- **Text provided**
>>>
Single by Miyuki Nakajima

from the album Short Stories (Tanpenshū)
- A-side: "Headlight, Taillight"
- Released: July 19, 2000
- Genre: Folk rock, ambient rock
- Length: 5:11
- Label: Yamaha Music Communications
- Songwriter: Miyuki Nakajima
- Producers: Ichizo Seo, Miyuki Nakajima

Miyuki Nakajima singles chronology
| "Not Even Blinking" (1998) | "Earthly Stars (Unsung Heroes)" / "Headlight, Taillight" (2000) | "Ride on the Gentle Luminous Dragon" (2003) |

Music video
- "Earthly Stars" on YouTube

= Earthly Stars (Unsung Heroes) =

2000 single by Miyuki Nakajima

"Earthly Stars (Unsung Heroes)" (地上の星, Chijō no Hoshi) is a song that Japanese musician Miyuki Nakajima composed and recorded for the country's acclaimed television documentary program Project X -Chōsenshatachi-, which aired on NHK during the first half of the 2000s. It was released as a double A-Side single with "Headlight, Taillight" (ヘッドライト・テールライト, Heddoraito Tēruraito) in July 2000 and reached the number-one spot after 30 months, becoming one of the longest running singles in history of the Japanese Oricon chart started in 1968.

==History==
After releasing a couple of commercially lackluster studio albums, Nakajima left Pony Canyon, a record label she had belonged to since her debut. Double A-Side single "Earthly Stars (Unsung Heroes)"/"Headlight, Taillight" is the first release under the record label, Yamaha Music Communications, which was newly founded in 2000.

Both songs were originally written for the TV documentary series Project X: Challengers (プロジェクトX～挑戦者たち～, purojekuto X chōsenshatachi) which was aired on NHK. Akira Imai, a producer of the television program decided to ask Nakajima to write theme songs, because he was moved by lyrics of her 1998 smash hit "Another Name for Life". Imai thought that her insight on the song coincided with concept of a documentary that reports unknown activities of obscure people, who built up the modern Japanese society. The program premiered in March 2000, and her theme song which features her distinctive vocals widely became known.
<<<
- **Recorded information**
>>>
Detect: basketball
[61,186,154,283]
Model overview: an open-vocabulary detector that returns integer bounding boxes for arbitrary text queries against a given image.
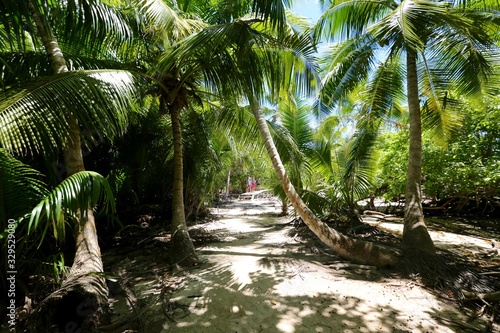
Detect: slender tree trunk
[402,50,436,254]
[252,100,399,267]
[169,101,200,266]
[225,170,231,200]
[26,0,108,332]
<<<
- **Problem to work on**
Proceed with the article on the song "Earthly Stars (Unsung Heroes)," starting right after its final sentence. This listing has no connection to the article on the song "Earthly Stars (Unsung Heroes)."

- **Exercise output**
An opening and a closing theme on the program were released as the thirty-seventh single for Nakajima in July 2000, and both of them also appeared on her 28th studio album Short Stories released in November 2000. In 2004, Nakajima re-recorded "Earthly Stars" on her studio live album and DVD entitled Miyuki Nakajima Live! -Live at Sony Pictures Studio in L.A.-, released in the following year. Utatabi, her 2008 live album released on CD and DVD also includes a live recording of "Earthly Stars" performed in December 2007.

==Reception==
"Earthly Stars (Unsung Heroes)" / "Headlight, Taillight" debuted at the number-15 on the Japanese Oricon Chart, in excess of 35,000 copies sold. It became a smash hit because of the long-lasting popularity of the TV documentary program, remaining on the Oricon charts for more than two years.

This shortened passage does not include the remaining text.